Textauszug =
****************

Die Preise für Lebensmittel und Benzin haben kräftig angezogen. Das drückt die Konsumstimmung auf den tiefsten Wert seit sieben Monaten. Viele Bürger verweigern sich so gut es geht der Inflationswelle.

Berlin - Gut möglich, dass Constantin Kaloff im Mai etwas voreilig war mit seiner Prognose, aber nun ist es zu spät. Die Elektronikmarktkette Saturn hat eine der erfolgreichsten Werbekampagnen der Geschichte gerade beendet und durch eine neue ersetzt. „’Geiz ist geil’ hat fünf Jahre sehr erfolgreich dem Zeitgeist entsprochen“, sagt Werbetexter Kaloff, der den berühmt-berüchtigten Slogan für Saturn erfunden hatte. „Hauptsache billig“, sei lange die Devise gewesen. Die Konsumstimmung war auf dem Tiefpunkt. Mittlerweile, begründet der Werber seine Einschätzung vom Frühjahr, „wird immer mehr auf Qualität, Marke und Service geachtet.“

Doch was damals noch seine Berechtigung hatte, droht nun ins Gegenteil umzuschlagen. Die mit dem Wirtschaftsaufschwung gewachsene Kauflust der Verbraucher ist im Oktober durch höhere Preise für Lebensmittel, Strom und Benzin deutlich gebremst worden. Der Konsumklimaindex der Gesellschaft für Konsumforschung (GfK) gab erneut nach und erreicht – nach 6,7 Punkten im Vormonat – jetzt nur noch einen Wert von 4,9 Punkten, wie die GfK am Freitag mitteilte. Das ist der niedrigste Wert seit sieben Monaten.

Obwohl die Durchschnittseinkommen steigen (siehe Kasten), halten sich viele Verbraucher bei Anschaffungen zurück, haben die Marktforscher in der monatlichen Befragung von 2000 Konsumenten herausgefunden. Das liegt daran, dass die Deutschen sowohl mit Blick auf die künftige Konjunkturentwicklung als auch ihre persönliche Einkommensentwicklung skeptisch sind.

****************

Gespeicherte Daten =
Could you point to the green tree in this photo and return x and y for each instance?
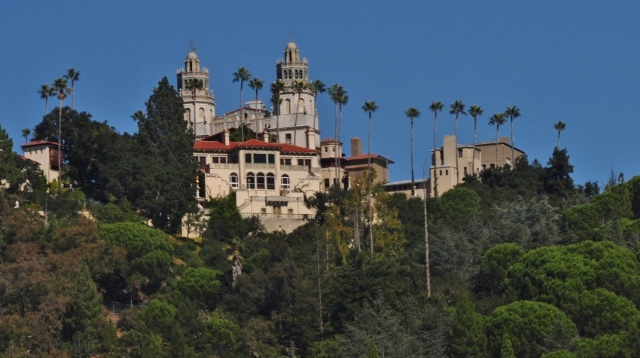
(466, 337)
(475, 111)
(512, 113)
(560, 126)
(533, 328)
(435, 107)
(497, 120)
(240, 76)
(412, 114)
(457, 108)
(168, 170)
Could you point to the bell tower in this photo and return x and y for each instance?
(297, 112)
(199, 103)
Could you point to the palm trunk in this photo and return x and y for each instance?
(435, 158)
(295, 124)
(473, 168)
(60, 147)
(457, 166)
(513, 160)
(241, 116)
(369, 187)
(426, 247)
(413, 182)
(319, 285)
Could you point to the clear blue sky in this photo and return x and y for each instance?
(574, 61)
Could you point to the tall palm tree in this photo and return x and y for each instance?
(276, 88)
(497, 120)
(316, 87)
(412, 113)
(256, 85)
(45, 92)
(435, 107)
(559, 127)
(475, 111)
(512, 112)
(298, 87)
(193, 84)
(336, 92)
(457, 108)
(61, 88)
(73, 76)
(369, 107)
(240, 76)
(25, 134)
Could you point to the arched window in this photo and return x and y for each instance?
(284, 182)
(251, 181)
(271, 181)
(260, 181)
(233, 179)
(287, 106)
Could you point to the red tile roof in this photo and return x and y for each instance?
(251, 144)
(35, 143)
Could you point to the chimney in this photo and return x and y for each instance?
(356, 146)
(226, 137)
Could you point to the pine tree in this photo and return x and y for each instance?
(167, 170)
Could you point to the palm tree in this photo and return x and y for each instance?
(45, 92)
(61, 88)
(298, 87)
(73, 76)
(435, 107)
(475, 111)
(25, 134)
(497, 120)
(457, 108)
(336, 92)
(256, 85)
(412, 113)
(240, 76)
(559, 127)
(369, 107)
(512, 112)
(316, 87)
(276, 88)
(193, 84)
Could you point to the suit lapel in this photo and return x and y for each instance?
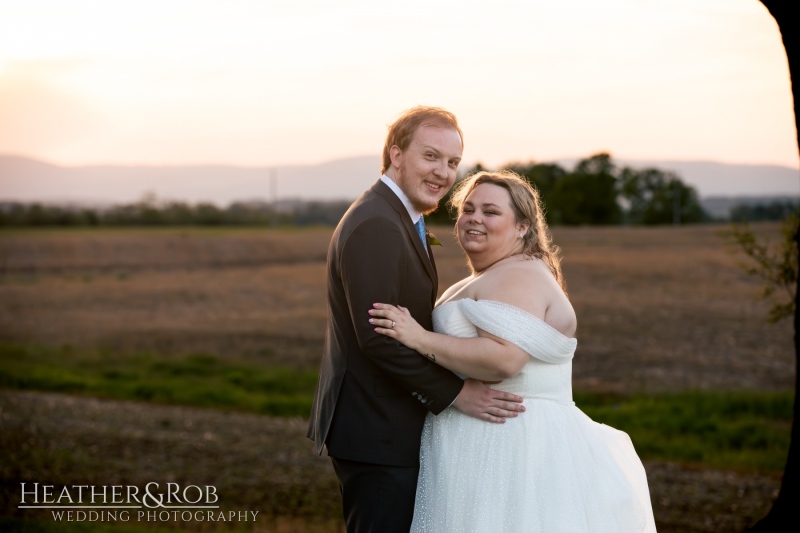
(427, 260)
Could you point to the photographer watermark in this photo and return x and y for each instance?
(124, 503)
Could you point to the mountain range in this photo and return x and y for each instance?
(25, 179)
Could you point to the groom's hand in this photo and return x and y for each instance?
(478, 400)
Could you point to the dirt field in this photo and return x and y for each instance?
(658, 308)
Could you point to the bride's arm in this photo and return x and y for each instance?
(485, 357)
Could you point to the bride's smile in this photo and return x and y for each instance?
(488, 228)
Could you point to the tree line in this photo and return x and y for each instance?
(597, 192)
(594, 192)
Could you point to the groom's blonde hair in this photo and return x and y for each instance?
(527, 206)
(403, 129)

****************

Gestellte Aufgabe 1 =
Gib aus dem Textauszug zur Konsumstimmung einen Abschnitt wörtlich wieder. Fang bei den Worten „Doch was damals“ an und hör nach „niedrigste Wert seit sieben Monaten.“ auf.
Gestellte Aufgabe 2 =
Welchen Wert hatte der Konsumklimaindex der GfK laut dem Textauszug zur Konsumstimmung im Vormonat?

Übungsergebnis 1 =
Doch was damals noch seine Berechtigung hatte, droht nun ins Gegenteil umzuschlagen. Die mit dem Wirtschaftsaufschwung gewachsene Kauflust der Verbraucher ist im Oktober durch höhere Preise für Lebensmittel, Strom und Benzin deutlich gebremst worden. Der Konsumklimaindex der Gesellschaft für Konsumforschung (GfK) gab erneut nach und erreicht – nach 6,7 Punkten im Vormonat – jetzt nur noch einen Wert von 4,9 Punkten, wie die GfK am Freitag mitteilte. Das ist der niedrigste Wert seit sieben Monaten.

Übungsergebnis 2 =
6,7 Punkte